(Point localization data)
# # #

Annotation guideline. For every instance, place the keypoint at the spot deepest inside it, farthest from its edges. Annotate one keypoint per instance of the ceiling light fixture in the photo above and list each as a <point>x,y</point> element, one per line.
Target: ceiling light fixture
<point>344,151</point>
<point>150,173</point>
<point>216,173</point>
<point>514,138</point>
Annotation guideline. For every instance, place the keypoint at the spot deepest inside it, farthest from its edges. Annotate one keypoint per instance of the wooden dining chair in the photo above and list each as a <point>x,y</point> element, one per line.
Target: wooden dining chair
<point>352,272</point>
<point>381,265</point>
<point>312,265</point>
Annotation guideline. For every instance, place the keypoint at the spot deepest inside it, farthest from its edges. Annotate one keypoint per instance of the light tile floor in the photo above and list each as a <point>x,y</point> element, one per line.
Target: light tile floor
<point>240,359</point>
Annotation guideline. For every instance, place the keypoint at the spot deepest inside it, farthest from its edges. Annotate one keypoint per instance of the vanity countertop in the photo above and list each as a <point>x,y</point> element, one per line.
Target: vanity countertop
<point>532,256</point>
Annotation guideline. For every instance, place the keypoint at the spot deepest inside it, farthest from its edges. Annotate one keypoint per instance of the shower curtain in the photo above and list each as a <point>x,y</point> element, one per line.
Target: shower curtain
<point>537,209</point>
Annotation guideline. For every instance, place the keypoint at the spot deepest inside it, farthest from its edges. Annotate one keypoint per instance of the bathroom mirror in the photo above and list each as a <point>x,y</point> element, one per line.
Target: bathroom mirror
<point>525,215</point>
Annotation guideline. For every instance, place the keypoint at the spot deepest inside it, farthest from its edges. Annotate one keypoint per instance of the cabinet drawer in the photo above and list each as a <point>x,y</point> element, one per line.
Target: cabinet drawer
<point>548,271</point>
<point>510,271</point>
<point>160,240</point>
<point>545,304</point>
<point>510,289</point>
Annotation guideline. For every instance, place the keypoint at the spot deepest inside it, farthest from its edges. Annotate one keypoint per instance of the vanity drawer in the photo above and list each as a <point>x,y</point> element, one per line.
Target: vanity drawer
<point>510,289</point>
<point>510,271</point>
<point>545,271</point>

# # #

-- EXERCISE PROMPT --
Transcribe every line of the records exactly, please.

-- TASK SOLUTION --
Annotation guideline. For every instance, place the keypoint at the spot deepest inside it, farthest from its edges. Annotate one keypoint per instance of the ceiling light fixture in the photo above and list each as a <point>x,y</point> element, one per line.
Target: ceiling light fixture
<point>344,151</point>
<point>150,173</point>
<point>216,173</point>
<point>514,138</point>
Annotation guideline. For every instance, place the keypoint at the spot deepest inside it, farthest from its edges. Annotate one keypoint per instance of the wooden dining chair in the photo above and list each as a <point>x,y</point> element, one per line.
Target: wooden dining chair
<point>352,272</point>
<point>381,265</point>
<point>312,265</point>
Annotation guideline. For every instance, place the keypoint at the spot deepest inside it, farthest from its edges. Annotate one keypoint per instance of the light tile floor in the photo above and list each as a <point>x,y</point> element, one per line.
Target: light tile floor
<point>240,359</point>
Annotation guideline. For every instance, place the keypoint at the spot deepest inside it, farthest from its edges. Annotate one keypoint per instance of the vanity countertop in the photo above and list each as a <point>x,y</point> element, one per line.
Target: vanity countertop
<point>532,256</point>
Annotation guideline. For every instance, place the keypoint at the spot deepest inside it, farthest from its edges. Annotate one keypoint per instance of the shower curtain in the photo above and list each as a <point>x,y</point> element, one per line.
Target: shower curtain
<point>537,209</point>
Annotation guideline. For every instance, place the keypoint at the spot deepest inside it, farthest from its edges. Annotate one keypoint per instance of the bathroom mirror in the photo above and list each as a <point>x,y</point> element, one per line.
Target: bathroom mirror
<point>525,215</point>
Annotation guideline. For every instance, place the keypoint at the spot deepest inside it, farthest from its edges. Annotate one keypoint per instance of the cabinet drawer in the photo above and list each as a <point>x,y</point> element, one per line.
Target: cabinet drawer
<point>548,271</point>
<point>510,271</point>
<point>160,240</point>
<point>545,304</point>
<point>510,289</point>
Annotation guideline. For every instance, place the keypoint at the spot deepest inside it, farthest from its edges. Annotate one keypoint per instance of the vanity drawer in the photo above and list each as a <point>x,y</point> element, one per line.
Target: vanity drawer
<point>510,289</point>
<point>510,271</point>
<point>545,271</point>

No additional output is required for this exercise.